Point localization data:
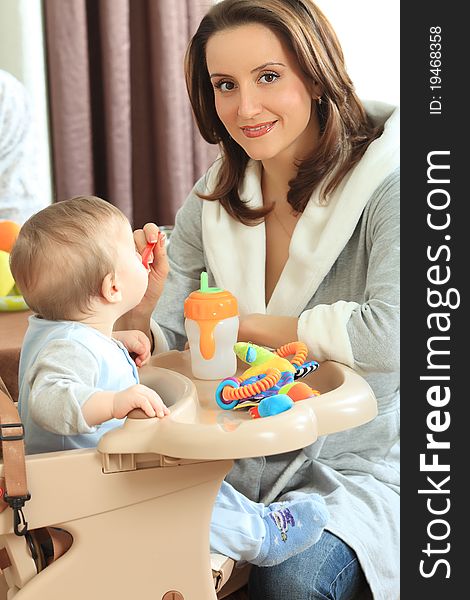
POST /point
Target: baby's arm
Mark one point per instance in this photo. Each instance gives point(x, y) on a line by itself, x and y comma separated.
point(103, 406)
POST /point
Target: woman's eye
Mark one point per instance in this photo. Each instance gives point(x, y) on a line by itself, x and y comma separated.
point(269, 77)
point(225, 86)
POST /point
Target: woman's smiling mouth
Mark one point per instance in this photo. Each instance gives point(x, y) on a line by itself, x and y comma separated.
point(258, 130)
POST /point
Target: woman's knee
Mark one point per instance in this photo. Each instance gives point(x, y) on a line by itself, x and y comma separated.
point(327, 570)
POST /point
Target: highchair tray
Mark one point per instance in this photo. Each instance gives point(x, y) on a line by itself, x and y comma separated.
point(197, 429)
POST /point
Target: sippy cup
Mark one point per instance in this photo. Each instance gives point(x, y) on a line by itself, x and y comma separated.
point(211, 323)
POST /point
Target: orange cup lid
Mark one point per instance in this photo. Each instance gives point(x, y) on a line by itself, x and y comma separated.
point(209, 303)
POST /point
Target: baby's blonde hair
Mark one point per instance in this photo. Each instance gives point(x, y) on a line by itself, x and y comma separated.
point(63, 253)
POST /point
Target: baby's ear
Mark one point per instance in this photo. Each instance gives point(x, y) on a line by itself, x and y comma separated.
point(110, 289)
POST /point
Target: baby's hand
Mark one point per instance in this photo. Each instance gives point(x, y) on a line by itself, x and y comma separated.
point(138, 396)
point(136, 343)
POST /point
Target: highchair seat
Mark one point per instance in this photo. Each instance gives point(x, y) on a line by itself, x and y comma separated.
point(139, 508)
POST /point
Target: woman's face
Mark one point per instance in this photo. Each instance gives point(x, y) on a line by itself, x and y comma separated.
point(261, 96)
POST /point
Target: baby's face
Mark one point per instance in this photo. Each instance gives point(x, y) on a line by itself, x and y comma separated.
point(131, 273)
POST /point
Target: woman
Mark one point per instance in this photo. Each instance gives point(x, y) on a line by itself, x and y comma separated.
point(298, 218)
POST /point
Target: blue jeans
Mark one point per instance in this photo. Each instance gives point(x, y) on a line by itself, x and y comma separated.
point(328, 570)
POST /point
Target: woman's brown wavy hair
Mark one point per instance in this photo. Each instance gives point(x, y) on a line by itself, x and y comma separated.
point(345, 129)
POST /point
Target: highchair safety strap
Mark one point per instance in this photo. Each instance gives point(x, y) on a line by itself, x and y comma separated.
point(14, 465)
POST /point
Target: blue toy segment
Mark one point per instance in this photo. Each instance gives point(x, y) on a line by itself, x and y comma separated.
point(286, 378)
point(274, 405)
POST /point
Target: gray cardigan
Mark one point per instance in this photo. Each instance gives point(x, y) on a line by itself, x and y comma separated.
point(342, 281)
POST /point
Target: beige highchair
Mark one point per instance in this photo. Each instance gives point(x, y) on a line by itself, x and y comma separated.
point(135, 512)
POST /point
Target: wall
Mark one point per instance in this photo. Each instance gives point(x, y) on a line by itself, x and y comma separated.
point(369, 32)
point(22, 54)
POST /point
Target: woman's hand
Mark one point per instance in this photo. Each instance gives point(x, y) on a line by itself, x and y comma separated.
point(158, 267)
point(140, 316)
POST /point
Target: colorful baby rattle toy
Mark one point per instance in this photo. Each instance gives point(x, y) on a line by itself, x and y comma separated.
point(269, 386)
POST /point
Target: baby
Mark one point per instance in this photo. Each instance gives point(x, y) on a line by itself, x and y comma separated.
point(76, 265)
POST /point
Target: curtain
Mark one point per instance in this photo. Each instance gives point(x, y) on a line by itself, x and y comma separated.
point(121, 122)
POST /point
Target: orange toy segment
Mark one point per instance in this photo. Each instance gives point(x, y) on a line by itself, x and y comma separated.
point(301, 391)
point(8, 233)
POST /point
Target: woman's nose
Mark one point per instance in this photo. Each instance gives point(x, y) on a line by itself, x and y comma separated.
point(249, 103)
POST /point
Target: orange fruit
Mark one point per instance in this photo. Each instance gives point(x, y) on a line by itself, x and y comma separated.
point(9, 231)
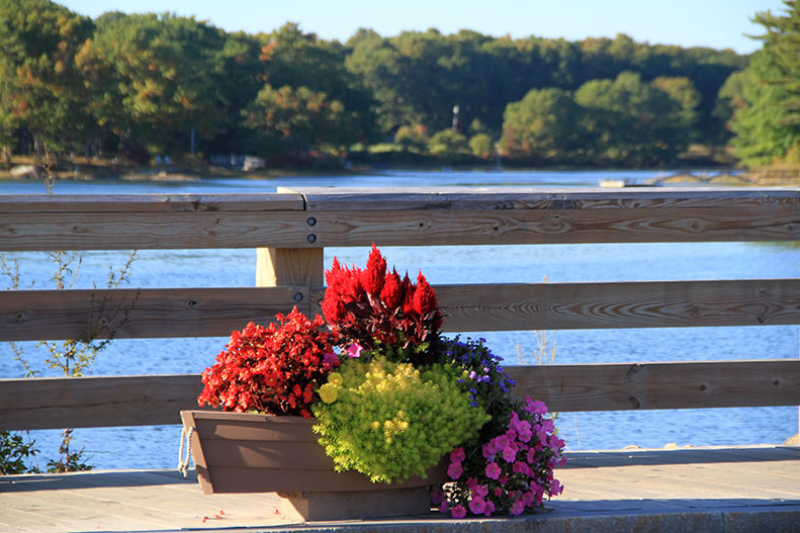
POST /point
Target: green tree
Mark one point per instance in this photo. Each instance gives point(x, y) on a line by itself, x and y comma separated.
point(156, 79)
point(630, 122)
point(448, 144)
point(542, 127)
point(481, 146)
point(766, 119)
point(310, 100)
point(412, 137)
point(40, 88)
point(289, 121)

ACTIVITY. Would you copy every entry exactly as it stands, leaving out the pictures?

OUTPUT BELOW.
POST /point
Target: baby's arm
Mark one point per instance in this photo. Each instance gives point(x, y) on a line by itself, x and y comma separated.
point(103, 406)
POST /point
Target: woman's eye
Mark one point per instance in this photo. Each instance gives point(x, y) on a line by itself, x and y comma separated.
point(269, 77)
point(225, 86)
POST /point
Target: woman's smiling mouth
Mark one point per instance in this photo. Each instance gives point(x, y) on a line by itself, x and y comma separated.
point(258, 130)
POST /point
Target: woman's knee
Mark one point per instance in this photo. Each instance gives point(x, y) on a line by itself, x and y comma separated.
point(327, 570)
POST /point
Target: highchair tray
Mark one point per instance in this photo. Each instance gives point(x, y) on a line by itself, x and y comma separated.
point(197, 429)
POST /point
Target: sippy cup
Mark one point per instance in this photo. Each instance gives point(x, y) on a line by itself, x and y comma separated.
point(211, 323)
POST /point
Target: orange cup lid
Mark one point per instance in this photo. Each instance gives point(x, y) on a line by itself, x and y comma separated.
point(209, 303)
POST /point
Target: baby's blonde hair
Mark one point per instance in this photo. Each instance gives point(x, y) on a line by itself, x and y comma separated.
point(63, 253)
POST /point
Target: baby's ear
Mark one point per instance in this photo. Each instance gives point(x, y) on a line by itself, x and y comma separated.
point(110, 289)
POST /point
Target: baby's hand
Mark one point per instance in this photo. Each instance gives point(x, y) on a line by itself, x and y comma separated.
point(138, 396)
point(136, 343)
POST /point
Target: highchair seat
Mark one point per instance in this photo. Each instance gives point(x, y) on a line by itself, x and y comma separated.
point(139, 508)
POST /point
Target: woman's face
Mark one point per instance in this photo. Each instance gives point(x, y) on a line by itself, x and y comma separated.
point(261, 96)
POST /point
Target: baby's face
Mark one point per instance in this photo. Each instance gives point(x, y) on a line by itself, x and y comma separated.
point(131, 273)
POST /point
Target: woman
Mark one point per instance in this photo. Each instance gives point(x, y) on a line by itself, x and y comma separated.
point(298, 218)
POST /point
Target: blue jeans
Mark one point per instance in this photo. Each instance gives point(x, y) on a line by itself, x and y comma separated.
point(328, 570)
POST /point
Target: woman's brown wavy hair
Mark one point per instance in this photo. Each instance gives point(x, y) on a line by itself, x and y comma separated.
point(345, 129)
POST /point
Target: highchair safety strap
Mark one point per instance in this photo. Each instance gives point(x, y) on a line by itself, x and y comma separated.
point(14, 465)
POST /point
Target: blue toy segment
Mark one point per instance in this photo. Each instance gives point(x, y) on a line by itself, x and y comma separated.
point(286, 378)
point(274, 405)
POST /point
Target: gray cardigan
Mark one point per instance in this photo. Each instance gives point(x, y) on a line by itself, x and y comma separated.
point(342, 281)
POST /point
Target: beige highchair
Mark one point per instance in this photo. Each instance gives point(x, y) on a line by itself, x and y comma separated.
point(135, 512)
POST /point
Target: wall
Mark one point per instance in this photo. Each instance gives point(x, y) on a line by itself, x and y comma separated.
point(369, 32)
point(22, 54)
POST /point
Target: woman's hand
Mark one point per instance in this photo. Each instance gives point(x, y) on a line by itself, x and y comma separated.
point(158, 267)
point(140, 316)
POST /point
Target: colorful baby rattle toy
Mark one point per instance in this photo. Each instance gives point(x, y) on a line by itself, x and y comma separated.
point(269, 386)
POST /point
Target: baby
Mark one point per instance in this photo. Each instance gives point(x, y) on a line by itself, x and y comma separated.
point(76, 265)
POST /point
Target: curtain
Mark one point per instance in this photo. Each instance gives point(x, y) on a line by itself, x and y comma separated.
point(121, 122)
POST /point
Target: orange toy segment
Mark one point per instance in this photo. Each instance gives point(x, y) on a line by itself, x and y comma separated.
point(301, 391)
point(8, 233)
POST /point
Target: woman's nose
Mark one point per instance in this photo. Each instance gives point(x, y) on a line by itself, x and y comma separated.
point(249, 103)
POST /point
Target: orange fruit
Mark one point per instance in this photo. Each instance gives point(x, y) on a line by itself, x and y comma separated.
point(9, 231)
POST /point
Target: green tree
Mark one point per instance in this photo. Each instance gives point(x, y) on a line by itself, x and y comma separated.
point(156, 79)
point(630, 122)
point(448, 144)
point(542, 127)
point(481, 146)
point(766, 119)
point(310, 100)
point(412, 137)
point(40, 88)
point(289, 121)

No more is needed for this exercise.